PASSAGE:
# Feature Extraction and Embeddings

[1. Bag of words](#1)<br>
[2. Term Frequency Inverse Document Frequency (TF-IDF)](#2)<br>
[3. One-hot encoding (OHE)](#3)<br>
[4. Word embedding](#4)<br>
[5. Word2Vec](#5)<br>
[6. GloVe](#6)<br>
[7. Embeddings for deep learning](#7)<br>
[8. t-SNE](#8)<br>

Once we have our text cleaned and transformed, we need to transform it into features that can be used for modeling. In this section, we will cover methods for doing just that!

## <a id='1'>1: Bag-of-Words (Bow)</a>

The BoW model treats each document as an un-ordered collection or bag-of-words.

A **document** is the *unit of text* you want to analyze. As an example, if you wanted to compare essays submitted by students for plagiarism, each essay would be a **document**.

SOURCE EXCERPT:
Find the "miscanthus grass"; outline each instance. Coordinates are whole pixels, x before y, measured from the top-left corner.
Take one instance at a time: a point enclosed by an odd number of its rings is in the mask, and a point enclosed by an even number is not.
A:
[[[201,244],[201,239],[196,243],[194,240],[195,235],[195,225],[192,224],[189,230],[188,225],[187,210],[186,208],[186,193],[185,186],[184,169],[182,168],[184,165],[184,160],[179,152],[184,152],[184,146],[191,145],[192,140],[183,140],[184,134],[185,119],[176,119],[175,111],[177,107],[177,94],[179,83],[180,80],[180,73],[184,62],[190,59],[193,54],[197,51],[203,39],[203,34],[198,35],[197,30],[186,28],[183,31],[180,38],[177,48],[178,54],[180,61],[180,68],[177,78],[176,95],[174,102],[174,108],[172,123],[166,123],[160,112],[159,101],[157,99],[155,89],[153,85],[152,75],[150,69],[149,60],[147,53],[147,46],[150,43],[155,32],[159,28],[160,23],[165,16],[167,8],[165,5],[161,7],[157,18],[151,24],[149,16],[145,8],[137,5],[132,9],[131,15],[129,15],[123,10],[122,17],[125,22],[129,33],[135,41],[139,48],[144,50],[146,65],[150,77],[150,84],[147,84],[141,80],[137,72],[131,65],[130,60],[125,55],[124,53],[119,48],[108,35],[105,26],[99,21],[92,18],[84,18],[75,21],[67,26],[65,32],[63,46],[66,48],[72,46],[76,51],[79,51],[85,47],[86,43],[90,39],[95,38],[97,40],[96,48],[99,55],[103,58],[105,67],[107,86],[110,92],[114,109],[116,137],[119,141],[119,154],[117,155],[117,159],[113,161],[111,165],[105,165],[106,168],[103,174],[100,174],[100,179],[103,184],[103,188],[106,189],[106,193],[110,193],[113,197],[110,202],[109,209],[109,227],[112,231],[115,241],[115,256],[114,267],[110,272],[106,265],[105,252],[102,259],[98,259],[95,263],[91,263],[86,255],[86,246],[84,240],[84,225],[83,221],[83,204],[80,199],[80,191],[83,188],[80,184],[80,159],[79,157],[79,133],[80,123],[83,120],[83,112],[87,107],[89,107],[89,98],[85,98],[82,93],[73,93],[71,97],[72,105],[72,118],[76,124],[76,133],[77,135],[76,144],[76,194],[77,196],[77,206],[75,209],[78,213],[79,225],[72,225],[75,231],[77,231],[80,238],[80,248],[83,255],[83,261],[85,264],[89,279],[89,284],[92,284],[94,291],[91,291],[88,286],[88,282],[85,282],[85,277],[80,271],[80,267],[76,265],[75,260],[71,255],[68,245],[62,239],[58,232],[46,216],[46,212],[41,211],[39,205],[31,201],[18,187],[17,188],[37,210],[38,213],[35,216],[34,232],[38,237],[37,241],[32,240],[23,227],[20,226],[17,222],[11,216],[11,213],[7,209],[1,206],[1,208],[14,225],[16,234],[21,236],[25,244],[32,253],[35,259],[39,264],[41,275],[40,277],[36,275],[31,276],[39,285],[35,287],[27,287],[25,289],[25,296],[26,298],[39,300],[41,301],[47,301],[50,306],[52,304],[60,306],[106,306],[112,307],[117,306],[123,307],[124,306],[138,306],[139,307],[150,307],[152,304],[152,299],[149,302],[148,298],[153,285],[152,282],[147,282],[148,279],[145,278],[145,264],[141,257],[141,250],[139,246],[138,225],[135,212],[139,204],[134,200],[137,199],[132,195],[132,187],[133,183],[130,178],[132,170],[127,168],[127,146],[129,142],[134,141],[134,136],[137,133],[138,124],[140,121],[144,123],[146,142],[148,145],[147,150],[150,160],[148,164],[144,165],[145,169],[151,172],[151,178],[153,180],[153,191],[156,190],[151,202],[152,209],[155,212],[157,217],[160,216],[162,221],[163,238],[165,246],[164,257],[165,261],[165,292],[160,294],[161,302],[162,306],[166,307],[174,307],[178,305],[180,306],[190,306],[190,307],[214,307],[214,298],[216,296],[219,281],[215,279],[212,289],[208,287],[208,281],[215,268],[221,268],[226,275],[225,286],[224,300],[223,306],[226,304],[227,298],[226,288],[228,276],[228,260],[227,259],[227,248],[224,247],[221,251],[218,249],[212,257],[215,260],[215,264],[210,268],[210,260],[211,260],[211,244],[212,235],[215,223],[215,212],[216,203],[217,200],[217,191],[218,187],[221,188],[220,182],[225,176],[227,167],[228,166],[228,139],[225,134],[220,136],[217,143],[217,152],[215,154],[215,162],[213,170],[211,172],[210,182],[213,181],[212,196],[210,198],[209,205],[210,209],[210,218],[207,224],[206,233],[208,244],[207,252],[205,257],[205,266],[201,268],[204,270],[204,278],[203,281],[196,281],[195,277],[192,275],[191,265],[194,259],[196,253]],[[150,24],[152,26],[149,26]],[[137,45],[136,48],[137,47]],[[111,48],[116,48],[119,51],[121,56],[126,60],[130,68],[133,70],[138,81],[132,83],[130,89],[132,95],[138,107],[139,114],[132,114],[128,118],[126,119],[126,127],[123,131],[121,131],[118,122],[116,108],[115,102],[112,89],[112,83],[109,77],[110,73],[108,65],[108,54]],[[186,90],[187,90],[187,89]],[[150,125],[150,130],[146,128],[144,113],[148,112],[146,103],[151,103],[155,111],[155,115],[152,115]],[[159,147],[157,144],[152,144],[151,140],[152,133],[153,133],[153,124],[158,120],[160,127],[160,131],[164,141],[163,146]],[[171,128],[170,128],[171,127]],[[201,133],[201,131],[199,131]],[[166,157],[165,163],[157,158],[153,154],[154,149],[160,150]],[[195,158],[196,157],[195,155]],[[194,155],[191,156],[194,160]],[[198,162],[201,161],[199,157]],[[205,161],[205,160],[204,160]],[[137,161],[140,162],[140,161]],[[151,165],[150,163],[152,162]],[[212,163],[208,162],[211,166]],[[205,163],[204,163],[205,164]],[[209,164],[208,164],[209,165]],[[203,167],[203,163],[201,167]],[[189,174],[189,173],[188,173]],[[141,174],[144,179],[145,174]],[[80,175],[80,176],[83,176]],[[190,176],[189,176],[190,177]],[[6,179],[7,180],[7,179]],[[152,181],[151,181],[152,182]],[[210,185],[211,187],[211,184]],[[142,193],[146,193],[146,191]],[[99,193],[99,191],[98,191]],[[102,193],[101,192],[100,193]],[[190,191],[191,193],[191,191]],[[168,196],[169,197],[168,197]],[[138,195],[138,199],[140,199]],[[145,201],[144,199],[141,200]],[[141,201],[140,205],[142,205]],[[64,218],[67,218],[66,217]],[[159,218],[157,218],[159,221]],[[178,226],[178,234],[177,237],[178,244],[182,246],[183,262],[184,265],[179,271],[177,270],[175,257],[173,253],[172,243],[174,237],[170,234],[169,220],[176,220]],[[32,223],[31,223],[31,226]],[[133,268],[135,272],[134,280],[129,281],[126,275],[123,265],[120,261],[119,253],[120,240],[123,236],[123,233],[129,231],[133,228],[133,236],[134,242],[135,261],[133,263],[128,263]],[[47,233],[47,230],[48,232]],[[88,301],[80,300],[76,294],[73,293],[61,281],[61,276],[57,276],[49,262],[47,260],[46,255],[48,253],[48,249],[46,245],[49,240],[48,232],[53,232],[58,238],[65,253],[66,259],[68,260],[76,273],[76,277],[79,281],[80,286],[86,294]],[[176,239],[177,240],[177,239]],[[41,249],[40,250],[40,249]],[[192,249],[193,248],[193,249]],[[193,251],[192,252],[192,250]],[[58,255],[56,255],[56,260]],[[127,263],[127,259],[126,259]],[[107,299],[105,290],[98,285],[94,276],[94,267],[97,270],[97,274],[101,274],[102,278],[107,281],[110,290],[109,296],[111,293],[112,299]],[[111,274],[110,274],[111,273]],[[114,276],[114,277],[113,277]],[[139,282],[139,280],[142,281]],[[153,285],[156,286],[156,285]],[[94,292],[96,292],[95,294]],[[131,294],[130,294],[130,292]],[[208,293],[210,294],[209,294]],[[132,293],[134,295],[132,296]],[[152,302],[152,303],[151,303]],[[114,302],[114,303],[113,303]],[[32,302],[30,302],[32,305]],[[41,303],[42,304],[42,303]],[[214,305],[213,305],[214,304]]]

EXERCISE: In the passage on feature extraction above, how does the bag-of-words model treat each document?

THE RESULT: As an un-ordered collection, or bag, of words.